Exercise inputs:

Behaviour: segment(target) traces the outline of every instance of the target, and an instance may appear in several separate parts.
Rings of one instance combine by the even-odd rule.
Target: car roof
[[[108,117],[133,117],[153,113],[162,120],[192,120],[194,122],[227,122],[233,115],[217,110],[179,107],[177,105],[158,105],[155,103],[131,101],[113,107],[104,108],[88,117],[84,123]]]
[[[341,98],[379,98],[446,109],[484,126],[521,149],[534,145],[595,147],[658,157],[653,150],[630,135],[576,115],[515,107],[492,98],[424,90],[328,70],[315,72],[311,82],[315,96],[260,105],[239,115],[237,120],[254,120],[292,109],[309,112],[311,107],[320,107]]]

Exercise instructions:
Copy each line of the listing that contains "instance".

Solved problem:
Behaviour: segment(target) traces the outline of every instance of the target, and an instance may appear in several separate parts.
Rings of one instance combine by the even-odd rule.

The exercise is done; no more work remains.